** Start Records provided **

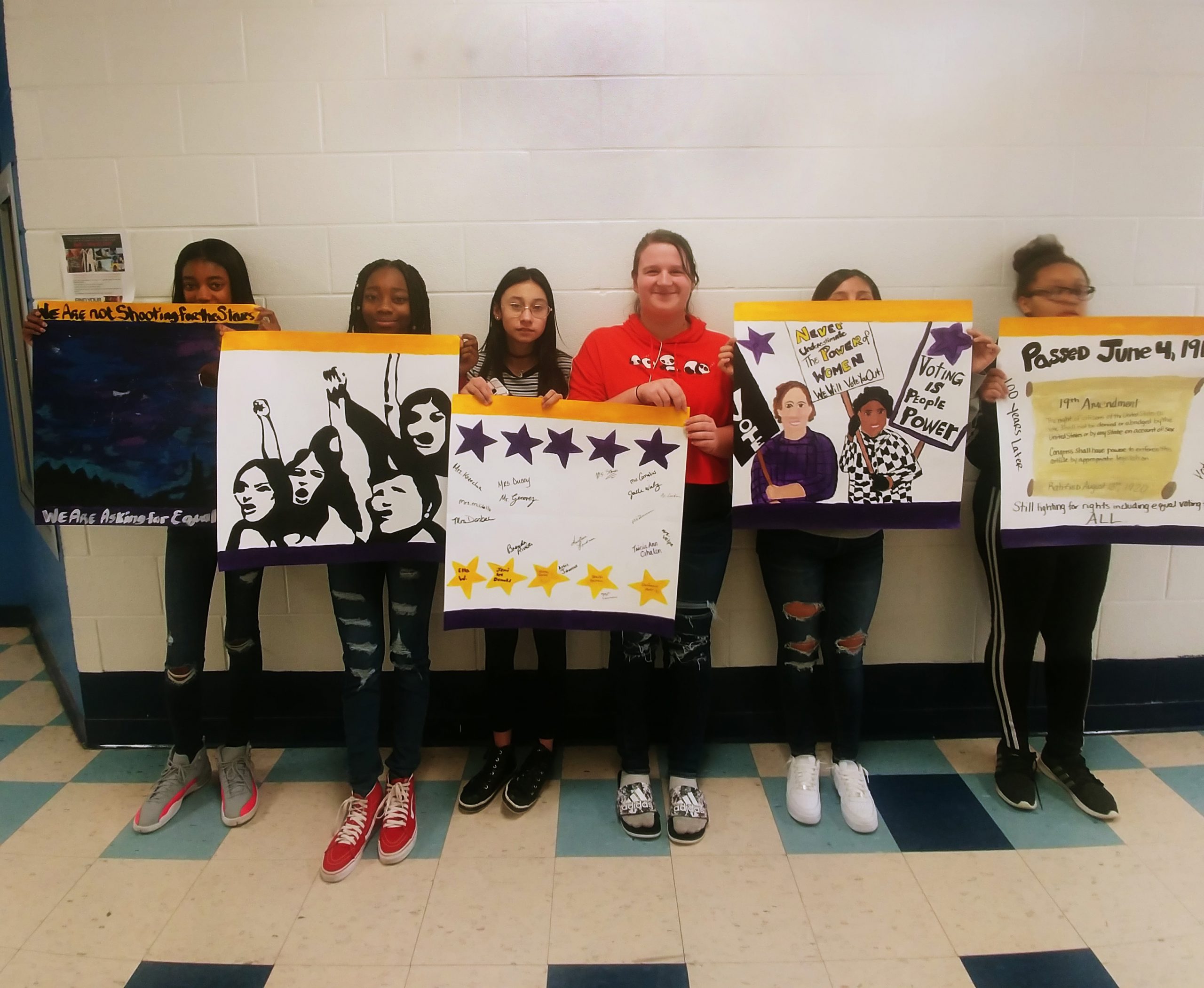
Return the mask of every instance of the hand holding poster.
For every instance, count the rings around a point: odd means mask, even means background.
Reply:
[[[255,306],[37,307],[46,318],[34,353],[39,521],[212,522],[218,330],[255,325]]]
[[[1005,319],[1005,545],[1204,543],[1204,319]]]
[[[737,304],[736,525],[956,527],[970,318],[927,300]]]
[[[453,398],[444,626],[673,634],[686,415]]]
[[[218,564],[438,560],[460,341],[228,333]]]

** End Records provided **

> _What is required_:
Recast the records above as a JSON list of strings with one string per line, dropping any blank lines. Leave the pictures out.

> _Completed task_:
[
  "Return the mask of every instance of the hand holding poster.",
  "For every instance, count the rings around a point: odd means mask, even means background.",
  "Reply:",
  "[[[255,306],[37,307],[46,318],[34,353],[39,521],[212,522],[218,330],[255,325]]]",
  "[[[1005,319],[1005,545],[1204,543],[1204,319]]]",
  "[[[737,304],[736,525],[956,527],[970,318],[927,300]]]",
  "[[[453,398],[444,626],[673,634],[686,415]]]",
  "[[[218,564],[438,560],[460,341],[228,333]]]"
]